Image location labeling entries
☆ ☆ ☆ ☆ ☆ ☆ ☆

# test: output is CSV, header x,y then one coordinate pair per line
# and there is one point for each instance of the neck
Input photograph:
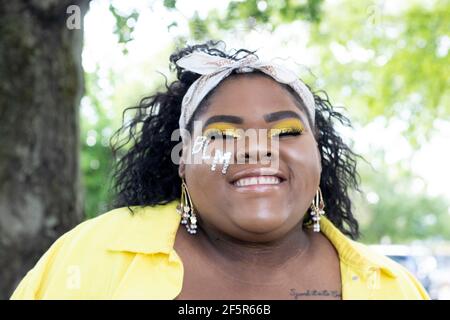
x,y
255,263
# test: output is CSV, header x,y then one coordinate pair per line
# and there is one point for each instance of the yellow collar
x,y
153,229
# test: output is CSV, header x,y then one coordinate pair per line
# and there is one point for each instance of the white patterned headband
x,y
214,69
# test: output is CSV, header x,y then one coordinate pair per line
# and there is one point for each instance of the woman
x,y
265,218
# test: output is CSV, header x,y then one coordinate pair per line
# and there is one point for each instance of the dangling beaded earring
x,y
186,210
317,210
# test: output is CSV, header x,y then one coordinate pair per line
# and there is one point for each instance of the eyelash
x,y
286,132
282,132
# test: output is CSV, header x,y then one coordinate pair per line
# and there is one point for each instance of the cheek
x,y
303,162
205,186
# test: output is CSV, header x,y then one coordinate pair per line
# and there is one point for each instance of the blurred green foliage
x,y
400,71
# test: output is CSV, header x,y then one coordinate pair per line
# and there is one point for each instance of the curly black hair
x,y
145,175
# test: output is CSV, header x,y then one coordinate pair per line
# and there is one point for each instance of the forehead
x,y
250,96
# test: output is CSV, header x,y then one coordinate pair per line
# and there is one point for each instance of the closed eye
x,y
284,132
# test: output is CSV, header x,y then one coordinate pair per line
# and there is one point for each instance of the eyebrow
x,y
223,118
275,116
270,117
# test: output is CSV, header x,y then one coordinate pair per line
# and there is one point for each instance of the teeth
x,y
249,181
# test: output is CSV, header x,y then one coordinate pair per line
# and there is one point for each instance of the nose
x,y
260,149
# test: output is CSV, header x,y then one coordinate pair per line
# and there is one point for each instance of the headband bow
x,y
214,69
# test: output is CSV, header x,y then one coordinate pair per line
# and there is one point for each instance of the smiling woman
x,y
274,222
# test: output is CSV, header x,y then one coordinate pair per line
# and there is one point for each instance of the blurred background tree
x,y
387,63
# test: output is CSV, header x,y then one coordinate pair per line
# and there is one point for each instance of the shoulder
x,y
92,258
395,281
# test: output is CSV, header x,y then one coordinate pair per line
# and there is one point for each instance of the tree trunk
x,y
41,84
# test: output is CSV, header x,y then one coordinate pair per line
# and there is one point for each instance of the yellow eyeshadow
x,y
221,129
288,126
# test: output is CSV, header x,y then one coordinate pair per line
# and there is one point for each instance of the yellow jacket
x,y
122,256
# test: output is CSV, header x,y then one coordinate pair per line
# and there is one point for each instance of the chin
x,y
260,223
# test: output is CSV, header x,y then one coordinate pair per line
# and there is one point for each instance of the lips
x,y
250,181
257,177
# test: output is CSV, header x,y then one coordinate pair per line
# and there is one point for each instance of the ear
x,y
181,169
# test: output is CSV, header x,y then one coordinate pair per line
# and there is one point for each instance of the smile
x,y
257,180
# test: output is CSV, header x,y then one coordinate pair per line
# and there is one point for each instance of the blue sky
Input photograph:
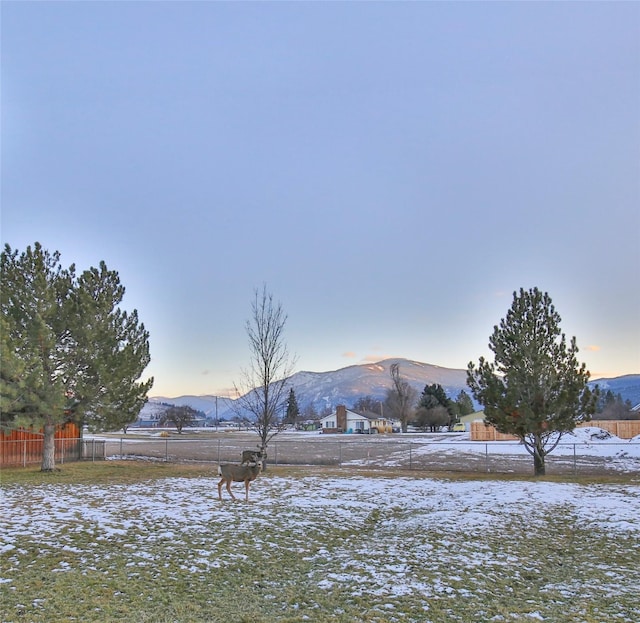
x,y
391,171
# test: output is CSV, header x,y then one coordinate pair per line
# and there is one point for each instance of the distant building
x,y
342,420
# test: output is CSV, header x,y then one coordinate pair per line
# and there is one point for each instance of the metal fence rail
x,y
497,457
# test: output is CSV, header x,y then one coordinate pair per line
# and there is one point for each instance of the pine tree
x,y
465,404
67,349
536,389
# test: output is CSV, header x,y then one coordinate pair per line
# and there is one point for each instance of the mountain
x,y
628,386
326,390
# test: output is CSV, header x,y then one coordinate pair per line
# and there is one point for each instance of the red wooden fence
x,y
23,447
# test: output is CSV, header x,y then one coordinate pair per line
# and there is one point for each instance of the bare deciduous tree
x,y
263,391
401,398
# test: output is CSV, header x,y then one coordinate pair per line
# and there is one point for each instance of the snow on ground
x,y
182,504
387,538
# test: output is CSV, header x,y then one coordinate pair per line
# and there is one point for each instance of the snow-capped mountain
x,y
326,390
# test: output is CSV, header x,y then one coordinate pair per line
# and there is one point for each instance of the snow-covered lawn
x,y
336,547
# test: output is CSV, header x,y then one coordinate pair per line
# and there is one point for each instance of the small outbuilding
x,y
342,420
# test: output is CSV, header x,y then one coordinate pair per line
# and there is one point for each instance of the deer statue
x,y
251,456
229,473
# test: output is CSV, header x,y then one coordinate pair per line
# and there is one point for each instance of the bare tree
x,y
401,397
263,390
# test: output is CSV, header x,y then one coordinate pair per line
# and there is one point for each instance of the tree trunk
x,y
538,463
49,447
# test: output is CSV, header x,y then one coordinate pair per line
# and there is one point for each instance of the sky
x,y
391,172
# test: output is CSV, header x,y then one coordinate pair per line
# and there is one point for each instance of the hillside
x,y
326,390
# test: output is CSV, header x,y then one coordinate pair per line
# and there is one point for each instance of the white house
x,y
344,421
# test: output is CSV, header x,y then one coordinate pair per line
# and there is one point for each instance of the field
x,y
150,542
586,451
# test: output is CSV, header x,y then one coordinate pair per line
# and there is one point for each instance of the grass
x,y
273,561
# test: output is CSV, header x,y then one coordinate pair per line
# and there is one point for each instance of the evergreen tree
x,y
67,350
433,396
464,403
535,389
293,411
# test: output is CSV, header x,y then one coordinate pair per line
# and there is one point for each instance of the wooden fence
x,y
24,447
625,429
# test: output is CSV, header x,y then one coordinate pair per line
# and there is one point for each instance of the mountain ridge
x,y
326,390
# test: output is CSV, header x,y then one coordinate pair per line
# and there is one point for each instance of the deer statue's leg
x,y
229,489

☆ ☆ ☆ ☆ ☆ ☆ ☆

→ THE PROBLEM: Each entry gets copied exactly; the pictures stay out.

→ ANSWER FOR THIS EXERCISE:
# test: output is CSV, header x,y then one coordinate pair per line
# and there is one point for each instance of the neck
Input photograph:
x,y
255,263
# test: output is CSV, header x,y then one coordinate pair per line
# and there is one point for each instance of the yellow collar
x,y
153,229
# test: output is CSV, header x,y then one coordinate pair per line
# and there is one point for each instance of the white patterned headband
x,y
214,69
# test: output is CSV, header x,y then one coordinate pair per line
# and there is one point for each instance of the woman
x,y
265,218
# test: output is CSV, header x,y then one coordinate pair per line
# and there is one point for each instance of the dangling beaded earring
x,y
186,210
317,210
# test: output is CSV, header x,y then one coordinate pair per line
# and there is one point for each instance of the eyelash
x,y
286,132
282,132
# test: output is CSV, header x,y then one coordinate pair per line
# and there is one point for each instance of the cheek
x,y
303,162
205,186
# test: output is CSV, header x,y then one coordinate pair per line
# and there is one point for each instance of the blurred green foliage
x,y
400,71
# test: output is CSV, header x,y then one coordinate pair per line
# and there is one point for each instance of the curly black hair
x,y
145,175
# test: output is CSV, header x,y then one coordinate pair per line
# and there is one point for each instance of the forehead
x,y
250,96
# test: output is CSV, header x,y then one coordinate pair per line
# and there is one point for each instance of the closed eye
x,y
284,132
# test: output is CSV, header x,y then one coordinate pair per line
# and there is one point for each instance of the eyebrow
x,y
223,118
275,116
270,117
# test: output is CSV, header x,y then one coordinate pair per line
# and there is one point for each instance of the teeth
x,y
249,181
# test: output is CSV, header x,y then one coordinate pair per line
# and there is one point for each instance of the nose
x,y
260,149
# test: output is CSV, header x,y then one coordinate pair per line
# and there is one point for each instance of the headband bow
x,y
214,69
# test: output is CSV, header x,y then one coordinate pair per line
# and there is one point for each instance of the smiling woman
x,y
274,222
# test: output is CSV, header x,y then one coordinate pair per line
# and there is one point for each instance of the blurred background tree
x,y
387,63
# test: output is CSV, header x,y then one coordinate pair per line
# and there is one point for each instance of the shoulder
x,y
92,258
395,281
# test: output is CSV, header x,y then one coordinate pair per line
# and there is one point for each instance of the tree trunk
x,y
41,84
# test: output is CSV, header x,y then one coordinate pair per line
# and there is one point for each instance of the yellow eyeshadow
x,y
221,129
288,126
# test: output is CSV, header x,y then one coordinate pair per line
# and there is one point for each instance of the yellow jacket
x,y
122,256
# test: output is CSV, header x,y then one coordinate pair per line
# and there is one point for each instance of the chin
x,y
260,223
# test: output is CSV, header x,y then one coordinate pair per line
# and there is one point for each instance of the lips
x,y
250,181
257,177
# test: output is CSV, header x,y then one coordinate pair per line
# and there is one point for each instance of the ear
x,y
181,169
# test: output is CSV, header x,y then one coordinate pair per line
# and there is one point for each instance of the smile
x,y
257,180
# test: output is CSV, header x,y then one coordinate pair per line
# and there is one point for each instance of the blue sky
Input photograph:
x,y
391,171
# test: output is CSV, header x,y then one coordinate pair per line
# and there is one point for each instance of the distant building
x,y
342,420
# test: output is CSV, header x,y then one coordinate pair per line
# and there is one point for each instance of the metal fence rail
x,y
497,457
# test: output is CSV, header x,y then one coordinate pair per line
# and there is one point for each instance of the pine tree
x,y
465,404
67,349
536,389
# test: output is CSV, header x,y then one coordinate pair per line
# and there is one point for each instance of the mountain
x,y
628,386
326,390
# test: output is CSV, header x,y then one coordinate pair per line
# and there is one point for each instance of the red wooden fence
x,y
23,447
# test: output is CSV, header x,y then one coordinate pair per line
# and there is one point for each instance of the bare deciduous tree
x,y
263,391
401,398
# test: output is CSV, header x,y then one coordinate pair per line
# and there is one point for each instance of the snow on ground
x,y
182,504
387,538
# test: output is CSV, header x,y then one coordinate pair per line
# and there is one point for each instance of the snow-capped mountain
x,y
326,390
# test: output is CSV, header x,y then one coordinate pair per line
# and there is one point for each instance of the snow-covered lawn
x,y
336,547
# test: output is CSV, header x,y then one coordinate pair per line
# and there is one point for each instance of the small outbuilding
x,y
342,420
# test: output is CSV, header x,y then one coordinate pair per line
# and there is one point for each instance of the deer statue
x,y
251,456
229,473
# test: output is CSV, header x,y then one coordinate pair per line
# and there is one point for each instance of the bare tree
x,y
401,397
263,390
# test: output is CSV, header x,y then one coordinate pair per line
# and there is one point for each instance of the tree trunk
x,y
538,463
49,447
# test: output is CSV, header x,y then one coordinate pair per line
# and there is one point for each instance of the sky
x,y
391,172
# test: output is CSV, header x,y then one coordinate pair per line
# and there is one point for each instance of the hillside
x,y
326,390
# test: output is CSV, header x,y then one coordinate pair per line
# and there is one point for each instance of the white house
x,y
344,421
# test: output is CSV, header x,y then one coordinate pair per line
# and there is one point for each instance of the field
x,y
150,542
586,451
# test: output is CSV, header x,y then one coordinate pair per line
# and there is one point for each instance of the grass
x,y
273,561
# test: output is CSV, header x,y then one coordinate pair per line
# and there is one point for each instance of the evergreen tree
x,y
67,350
433,396
464,403
535,389
293,411
# test: output is CSV, header x,y then one coordinate pair per line
# and there is one point for each instance of the wooden fence
x,y
24,447
625,429
# test: output is CSV, header x,y then one coordinate pair per line
# and there is one point for each instance of the mountain ridge
x,y
326,390
# test: output is CSV, header x,y then one coordinate pair per line
# and there is one point for each instance of the deer statue's leg
x,y
229,489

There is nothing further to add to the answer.